Cel zadania:
Przedstaw w formie listy numerowanej wszystko od wiersza zawierającego "Trace the outline of every instance of the black" aż po sam koniec pozycji poniżej, z obydwoma krańcami włącznie. Puste wiersze pomiń.

----- Zestawienie danych

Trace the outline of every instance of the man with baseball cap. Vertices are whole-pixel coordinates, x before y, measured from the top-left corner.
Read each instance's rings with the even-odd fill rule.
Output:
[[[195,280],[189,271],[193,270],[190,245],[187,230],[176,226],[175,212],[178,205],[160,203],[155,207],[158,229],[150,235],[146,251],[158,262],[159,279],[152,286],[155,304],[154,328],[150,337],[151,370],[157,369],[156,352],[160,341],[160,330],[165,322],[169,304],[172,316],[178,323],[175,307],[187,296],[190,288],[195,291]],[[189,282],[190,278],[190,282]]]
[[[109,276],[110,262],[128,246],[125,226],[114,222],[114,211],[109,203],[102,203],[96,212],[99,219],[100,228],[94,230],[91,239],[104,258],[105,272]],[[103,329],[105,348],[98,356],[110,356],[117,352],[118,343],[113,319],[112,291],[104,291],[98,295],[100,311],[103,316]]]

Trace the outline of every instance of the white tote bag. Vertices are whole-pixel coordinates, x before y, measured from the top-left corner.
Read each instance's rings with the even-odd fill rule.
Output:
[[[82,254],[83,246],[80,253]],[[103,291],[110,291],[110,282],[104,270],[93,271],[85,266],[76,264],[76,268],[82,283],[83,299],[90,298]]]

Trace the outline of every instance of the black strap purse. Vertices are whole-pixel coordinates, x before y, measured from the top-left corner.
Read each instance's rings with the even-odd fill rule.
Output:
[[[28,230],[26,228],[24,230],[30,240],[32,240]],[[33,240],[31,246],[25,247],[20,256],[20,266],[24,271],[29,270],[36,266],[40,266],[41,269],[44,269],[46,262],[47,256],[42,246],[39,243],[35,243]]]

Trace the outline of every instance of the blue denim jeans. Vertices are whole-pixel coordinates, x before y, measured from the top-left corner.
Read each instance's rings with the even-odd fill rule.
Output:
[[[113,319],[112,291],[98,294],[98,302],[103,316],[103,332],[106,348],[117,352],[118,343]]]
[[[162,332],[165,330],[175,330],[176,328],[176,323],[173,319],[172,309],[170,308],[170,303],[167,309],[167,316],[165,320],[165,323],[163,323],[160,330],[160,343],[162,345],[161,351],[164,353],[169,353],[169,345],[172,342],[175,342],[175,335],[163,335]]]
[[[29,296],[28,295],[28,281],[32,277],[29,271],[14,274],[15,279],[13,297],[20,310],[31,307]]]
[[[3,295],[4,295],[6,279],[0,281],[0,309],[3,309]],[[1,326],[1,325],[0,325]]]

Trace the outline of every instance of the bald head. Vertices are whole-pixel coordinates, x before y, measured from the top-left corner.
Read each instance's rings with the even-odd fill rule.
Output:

----------

Odpowiedź:
1. Trace the outline of every instance of the black strap purse. Vertices are whole-pixel coordinates, x before y, measured from the top-left corner.
2. Read each instance's rings with the even-odd fill rule.
3. Output:
4. [[[28,230],[26,228],[24,230],[30,240],[32,240]],[[33,240],[31,246],[25,247],[20,256],[20,266],[24,271],[29,270],[36,266],[40,266],[41,269],[44,269],[46,262],[47,256],[42,246],[39,243],[35,243]]]
5. Trace the outline of every instance of the blue denim jeans. Vertices are whole-pixel coordinates, x before y, measured from the top-left corner.
6. Read each instance's rings with the even-odd fill rule.
7. Output:
8. [[[113,319],[112,291],[98,294],[98,302],[103,316],[103,332],[106,348],[117,352],[118,343]]]
9. [[[162,332],[165,330],[175,330],[176,328],[176,323],[173,319],[172,309],[170,308],[170,303],[167,309],[167,316],[165,320],[165,323],[163,323],[160,330],[160,343],[162,345],[161,351],[164,353],[169,353],[169,345],[172,342],[175,342],[175,335],[163,335]]]
10. [[[29,296],[28,295],[28,281],[32,277],[29,271],[14,274],[15,279],[13,297],[20,310],[31,307]]]
11. [[[3,295],[4,295],[6,279],[0,281],[0,309],[3,309]],[[1,326],[1,325],[0,325]]]
12. Trace the outline of every instance of the bald head. Vertices are whole-pixel coordinates, x before y, measured from the top-left corner.
13. Read each instance's rings with the even-odd fill rule.
14. Output:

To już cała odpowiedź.